** Dataset content follows **
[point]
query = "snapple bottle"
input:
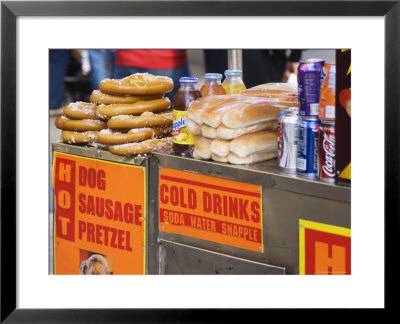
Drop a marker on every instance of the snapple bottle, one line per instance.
(182, 139)
(212, 85)
(233, 83)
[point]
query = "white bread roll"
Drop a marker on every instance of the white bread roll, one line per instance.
(197, 107)
(202, 148)
(220, 147)
(208, 131)
(246, 115)
(252, 158)
(226, 133)
(193, 127)
(197, 156)
(217, 158)
(247, 144)
(285, 94)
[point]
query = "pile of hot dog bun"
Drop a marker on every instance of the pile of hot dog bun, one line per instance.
(240, 129)
(128, 116)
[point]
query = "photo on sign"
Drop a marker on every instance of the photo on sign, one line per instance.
(200, 161)
(95, 264)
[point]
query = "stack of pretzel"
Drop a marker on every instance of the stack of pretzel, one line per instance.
(131, 115)
(234, 129)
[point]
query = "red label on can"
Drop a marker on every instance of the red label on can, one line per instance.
(327, 152)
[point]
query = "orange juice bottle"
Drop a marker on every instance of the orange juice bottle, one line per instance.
(233, 83)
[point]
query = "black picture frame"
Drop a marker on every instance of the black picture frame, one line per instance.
(10, 10)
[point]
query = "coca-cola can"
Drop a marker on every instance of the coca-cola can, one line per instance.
(327, 152)
(288, 126)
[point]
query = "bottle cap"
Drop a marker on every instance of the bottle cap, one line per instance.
(188, 80)
(233, 72)
(213, 76)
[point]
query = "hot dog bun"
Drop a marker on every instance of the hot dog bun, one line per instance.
(246, 115)
(202, 148)
(193, 127)
(252, 158)
(220, 147)
(208, 131)
(226, 133)
(247, 144)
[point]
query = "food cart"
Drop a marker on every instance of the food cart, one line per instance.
(159, 214)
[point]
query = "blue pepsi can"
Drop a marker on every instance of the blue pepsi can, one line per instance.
(309, 84)
(307, 148)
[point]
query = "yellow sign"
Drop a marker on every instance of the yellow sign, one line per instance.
(324, 249)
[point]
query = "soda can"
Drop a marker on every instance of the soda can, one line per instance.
(309, 85)
(327, 99)
(307, 148)
(288, 125)
(327, 152)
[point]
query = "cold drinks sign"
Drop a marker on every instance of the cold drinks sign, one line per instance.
(209, 208)
(99, 221)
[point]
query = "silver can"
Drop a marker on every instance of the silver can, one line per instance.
(288, 129)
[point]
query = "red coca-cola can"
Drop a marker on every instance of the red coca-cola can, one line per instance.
(327, 152)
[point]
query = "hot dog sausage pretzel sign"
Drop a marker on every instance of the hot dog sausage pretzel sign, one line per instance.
(99, 217)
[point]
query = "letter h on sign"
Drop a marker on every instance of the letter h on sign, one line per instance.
(64, 191)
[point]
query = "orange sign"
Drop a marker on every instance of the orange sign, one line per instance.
(99, 216)
(209, 208)
(324, 249)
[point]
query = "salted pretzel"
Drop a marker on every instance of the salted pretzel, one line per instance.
(108, 137)
(147, 146)
(81, 125)
(99, 97)
(81, 110)
(146, 119)
(137, 84)
(72, 137)
(108, 111)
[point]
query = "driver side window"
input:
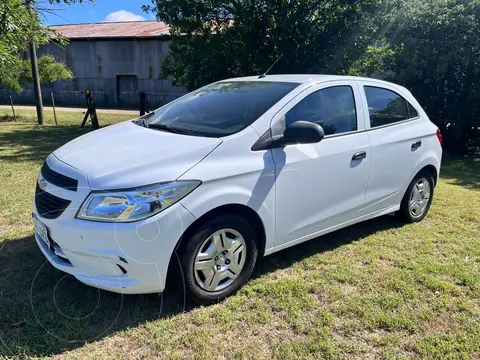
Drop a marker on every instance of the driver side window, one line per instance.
(333, 108)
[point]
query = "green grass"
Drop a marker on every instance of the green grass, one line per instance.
(380, 289)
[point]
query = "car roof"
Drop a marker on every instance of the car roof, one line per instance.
(306, 78)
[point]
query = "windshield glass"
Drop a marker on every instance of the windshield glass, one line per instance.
(220, 109)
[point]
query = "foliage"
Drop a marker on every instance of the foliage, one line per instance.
(18, 28)
(430, 46)
(434, 50)
(214, 39)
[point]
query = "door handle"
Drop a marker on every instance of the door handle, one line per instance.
(359, 156)
(416, 145)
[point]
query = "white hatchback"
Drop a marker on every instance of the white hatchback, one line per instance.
(236, 170)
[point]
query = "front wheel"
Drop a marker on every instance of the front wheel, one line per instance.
(218, 259)
(418, 198)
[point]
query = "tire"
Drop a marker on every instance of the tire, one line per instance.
** End of Dataset content **
Exactly and only the lines from the line containing "Drop a marker on every instance of the driver" through the final line of the records above must be returned.

Drop a marker on every instance of the driver side window, one line per instance.
(333, 108)
[point]
query = "green grass"
Drop a marker on every instance of the green grass, one line per instance.
(380, 289)
[point]
query = "car roof"
Drop a marker on every instance of the car roof, one line per instance.
(306, 78)
[point]
query = "windshield glass"
Drop a marker on every instance of the windshield glass, one line per instance.
(220, 109)
[point]
query = "foliage"
Drop a marker on every instance of the foliage, one line per instance.
(18, 28)
(430, 46)
(434, 50)
(214, 39)
[point]
query = "door handle"
Drop a marker on every instance of the door handle, one line per instance.
(359, 156)
(416, 145)
[point]
query = "white hatchback"
Drop a marker on every instance of the white hatchback, one line per instance.
(236, 170)
[point]
query = "front wheel"
Drop a marker on every instance of the front wheel, one line per instance.
(218, 259)
(418, 198)
[point]
query = "tire"
Drop a marker on every instance of the tire, one line per instance.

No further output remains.